• TASK BRIEF
Pull every line that holds the word "lectern" from the entries.

···

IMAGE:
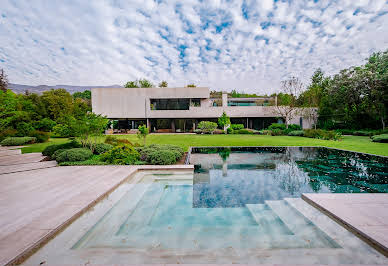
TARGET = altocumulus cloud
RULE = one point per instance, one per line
(248, 45)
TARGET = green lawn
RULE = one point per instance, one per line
(352, 143)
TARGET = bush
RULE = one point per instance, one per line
(61, 130)
(24, 129)
(277, 132)
(17, 141)
(116, 141)
(322, 134)
(74, 155)
(237, 126)
(101, 148)
(380, 138)
(122, 154)
(277, 126)
(298, 133)
(293, 127)
(145, 152)
(7, 133)
(207, 127)
(40, 136)
(162, 157)
(49, 150)
(56, 153)
(243, 131)
(45, 124)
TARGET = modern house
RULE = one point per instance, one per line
(181, 109)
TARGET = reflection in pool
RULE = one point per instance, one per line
(233, 177)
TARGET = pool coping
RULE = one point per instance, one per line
(35, 245)
(187, 160)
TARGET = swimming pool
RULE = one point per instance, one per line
(239, 206)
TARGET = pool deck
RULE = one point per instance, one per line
(364, 214)
(37, 203)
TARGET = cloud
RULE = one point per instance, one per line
(249, 45)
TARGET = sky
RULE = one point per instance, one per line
(250, 46)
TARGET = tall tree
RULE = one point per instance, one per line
(287, 107)
(3, 81)
(163, 84)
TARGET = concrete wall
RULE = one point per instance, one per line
(135, 102)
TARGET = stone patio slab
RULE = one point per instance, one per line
(364, 214)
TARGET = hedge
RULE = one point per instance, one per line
(74, 155)
(17, 141)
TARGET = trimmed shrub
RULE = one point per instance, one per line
(17, 141)
(298, 133)
(74, 155)
(277, 126)
(237, 126)
(101, 148)
(380, 138)
(207, 127)
(277, 132)
(322, 134)
(162, 157)
(56, 153)
(116, 141)
(243, 131)
(40, 136)
(49, 150)
(293, 127)
(122, 154)
(7, 133)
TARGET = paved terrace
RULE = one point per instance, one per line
(37, 200)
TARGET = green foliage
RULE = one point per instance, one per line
(45, 124)
(243, 131)
(49, 150)
(162, 157)
(277, 126)
(237, 126)
(101, 148)
(7, 133)
(74, 155)
(147, 151)
(163, 84)
(122, 154)
(17, 141)
(380, 138)
(140, 83)
(86, 95)
(299, 133)
(116, 141)
(40, 136)
(223, 120)
(142, 133)
(207, 127)
(322, 134)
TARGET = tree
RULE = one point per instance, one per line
(143, 133)
(3, 81)
(163, 84)
(224, 122)
(287, 100)
(139, 83)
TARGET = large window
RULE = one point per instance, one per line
(170, 104)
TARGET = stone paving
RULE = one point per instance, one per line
(365, 214)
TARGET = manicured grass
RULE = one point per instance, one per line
(38, 147)
(351, 143)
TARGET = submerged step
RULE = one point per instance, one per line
(267, 220)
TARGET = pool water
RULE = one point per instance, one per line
(233, 177)
(240, 205)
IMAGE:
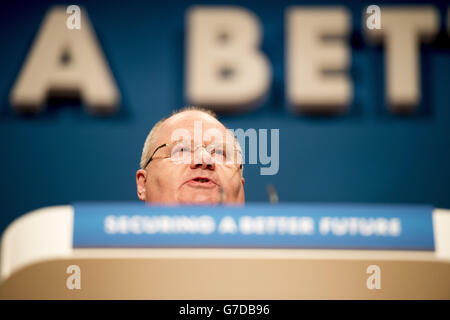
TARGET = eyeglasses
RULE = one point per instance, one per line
(185, 151)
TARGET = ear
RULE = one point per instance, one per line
(141, 180)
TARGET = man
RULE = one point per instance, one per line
(191, 158)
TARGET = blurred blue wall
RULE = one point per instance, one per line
(368, 155)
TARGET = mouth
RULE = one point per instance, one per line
(202, 182)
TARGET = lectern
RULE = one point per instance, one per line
(291, 251)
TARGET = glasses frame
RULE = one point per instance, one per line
(165, 145)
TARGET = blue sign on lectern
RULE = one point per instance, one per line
(331, 226)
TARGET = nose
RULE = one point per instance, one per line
(203, 159)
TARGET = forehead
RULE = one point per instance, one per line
(186, 120)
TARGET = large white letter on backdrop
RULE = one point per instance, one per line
(224, 67)
(65, 60)
(318, 59)
(402, 30)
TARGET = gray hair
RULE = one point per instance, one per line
(148, 145)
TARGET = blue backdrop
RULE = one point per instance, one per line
(367, 155)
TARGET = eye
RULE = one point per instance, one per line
(219, 151)
(181, 149)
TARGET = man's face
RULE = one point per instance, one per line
(201, 180)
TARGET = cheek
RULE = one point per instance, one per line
(164, 179)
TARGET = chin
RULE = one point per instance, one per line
(200, 199)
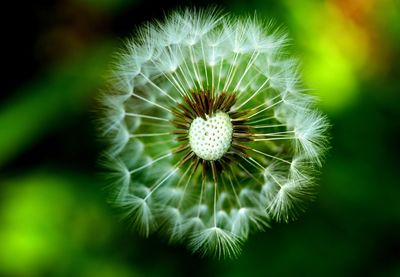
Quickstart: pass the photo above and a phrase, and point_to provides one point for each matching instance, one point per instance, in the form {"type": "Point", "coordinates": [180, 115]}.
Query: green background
{"type": "Point", "coordinates": [54, 216]}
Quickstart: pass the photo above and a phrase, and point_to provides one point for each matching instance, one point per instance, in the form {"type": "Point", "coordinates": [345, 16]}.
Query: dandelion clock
{"type": "Point", "coordinates": [211, 135]}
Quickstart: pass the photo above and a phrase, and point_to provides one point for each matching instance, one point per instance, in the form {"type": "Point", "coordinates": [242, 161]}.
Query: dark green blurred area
{"type": "Point", "coordinates": [54, 217]}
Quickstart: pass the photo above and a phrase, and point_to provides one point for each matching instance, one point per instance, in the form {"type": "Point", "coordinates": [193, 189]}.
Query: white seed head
{"type": "Point", "coordinates": [211, 138]}
{"type": "Point", "coordinates": [211, 133]}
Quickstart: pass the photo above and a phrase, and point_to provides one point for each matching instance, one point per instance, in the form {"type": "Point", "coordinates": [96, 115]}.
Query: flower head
{"type": "Point", "coordinates": [211, 134]}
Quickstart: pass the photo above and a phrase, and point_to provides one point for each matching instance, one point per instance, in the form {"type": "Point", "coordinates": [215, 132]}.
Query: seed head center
{"type": "Point", "coordinates": [211, 138]}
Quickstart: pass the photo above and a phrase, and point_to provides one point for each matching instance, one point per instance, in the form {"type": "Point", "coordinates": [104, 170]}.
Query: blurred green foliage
{"type": "Point", "coordinates": [54, 219]}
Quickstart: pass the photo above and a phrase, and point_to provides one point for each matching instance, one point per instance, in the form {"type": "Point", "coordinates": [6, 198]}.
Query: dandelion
{"type": "Point", "coordinates": [211, 134]}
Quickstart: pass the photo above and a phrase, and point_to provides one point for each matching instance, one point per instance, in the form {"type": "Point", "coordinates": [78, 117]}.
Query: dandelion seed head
{"type": "Point", "coordinates": [211, 133]}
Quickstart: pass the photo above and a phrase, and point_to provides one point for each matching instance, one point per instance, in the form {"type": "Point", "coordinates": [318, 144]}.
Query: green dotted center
{"type": "Point", "coordinates": [211, 138]}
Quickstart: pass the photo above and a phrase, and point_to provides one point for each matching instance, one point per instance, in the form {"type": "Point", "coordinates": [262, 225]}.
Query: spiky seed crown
{"type": "Point", "coordinates": [211, 135]}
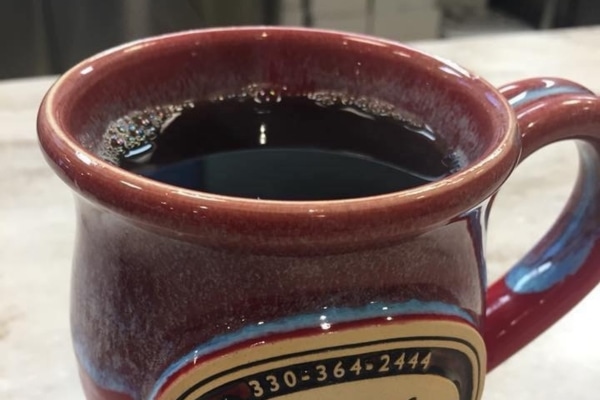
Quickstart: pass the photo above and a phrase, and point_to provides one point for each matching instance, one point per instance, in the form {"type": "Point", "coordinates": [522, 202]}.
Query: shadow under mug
{"type": "Point", "coordinates": [180, 294]}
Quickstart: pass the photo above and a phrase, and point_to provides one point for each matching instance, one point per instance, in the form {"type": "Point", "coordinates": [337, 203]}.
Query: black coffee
{"type": "Point", "coordinates": [286, 148]}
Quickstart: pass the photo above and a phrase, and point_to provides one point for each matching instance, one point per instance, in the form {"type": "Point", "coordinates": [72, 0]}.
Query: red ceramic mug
{"type": "Point", "coordinates": [179, 294]}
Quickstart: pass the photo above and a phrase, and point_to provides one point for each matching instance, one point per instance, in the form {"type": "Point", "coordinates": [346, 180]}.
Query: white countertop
{"type": "Point", "coordinates": [37, 231]}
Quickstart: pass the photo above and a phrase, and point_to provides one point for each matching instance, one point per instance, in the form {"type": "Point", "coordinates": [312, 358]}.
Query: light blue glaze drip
{"type": "Point", "coordinates": [569, 251]}
{"type": "Point", "coordinates": [328, 317]}
{"type": "Point", "coordinates": [529, 96]}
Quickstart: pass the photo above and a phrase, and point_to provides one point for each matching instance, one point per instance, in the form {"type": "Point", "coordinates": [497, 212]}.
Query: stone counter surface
{"type": "Point", "coordinates": [37, 232]}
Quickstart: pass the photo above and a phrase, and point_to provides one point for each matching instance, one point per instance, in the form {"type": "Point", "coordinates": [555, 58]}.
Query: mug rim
{"type": "Point", "coordinates": [418, 209]}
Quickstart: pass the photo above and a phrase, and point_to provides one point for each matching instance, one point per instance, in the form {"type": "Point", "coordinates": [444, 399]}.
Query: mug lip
{"type": "Point", "coordinates": [420, 207]}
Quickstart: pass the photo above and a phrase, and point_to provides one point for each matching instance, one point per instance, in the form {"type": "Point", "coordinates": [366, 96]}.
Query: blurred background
{"type": "Point", "coordinates": [39, 37]}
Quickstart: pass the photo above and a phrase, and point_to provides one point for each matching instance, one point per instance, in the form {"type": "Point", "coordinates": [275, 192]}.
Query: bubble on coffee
{"type": "Point", "coordinates": [263, 141]}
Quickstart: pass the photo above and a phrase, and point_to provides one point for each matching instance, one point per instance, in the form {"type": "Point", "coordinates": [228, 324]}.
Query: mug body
{"type": "Point", "coordinates": [180, 294]}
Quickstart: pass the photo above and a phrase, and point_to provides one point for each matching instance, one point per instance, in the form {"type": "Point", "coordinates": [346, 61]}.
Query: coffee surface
{"type": "Point", "coordinates": [286, 148]}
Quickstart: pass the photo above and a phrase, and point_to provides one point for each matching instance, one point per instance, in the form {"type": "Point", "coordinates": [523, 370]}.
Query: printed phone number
{"type": "Point", "coordinates": [333, 371]}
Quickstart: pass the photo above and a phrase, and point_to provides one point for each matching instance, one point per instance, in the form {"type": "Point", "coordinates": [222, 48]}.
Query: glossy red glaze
{"type": "Point", "coordinates": [159, 270]}
{"type": "Point", "coordinates": [514, 319]}
{"type": "Point", "coordinates": [474, 117]}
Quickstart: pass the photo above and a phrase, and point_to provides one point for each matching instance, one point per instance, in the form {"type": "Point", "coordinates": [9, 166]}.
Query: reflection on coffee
{"type": "Point", "coordinates": [279, 147]}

···

• WRITTEN RESPONSE
TARGET = lectern
TARGET = blue sign on lectern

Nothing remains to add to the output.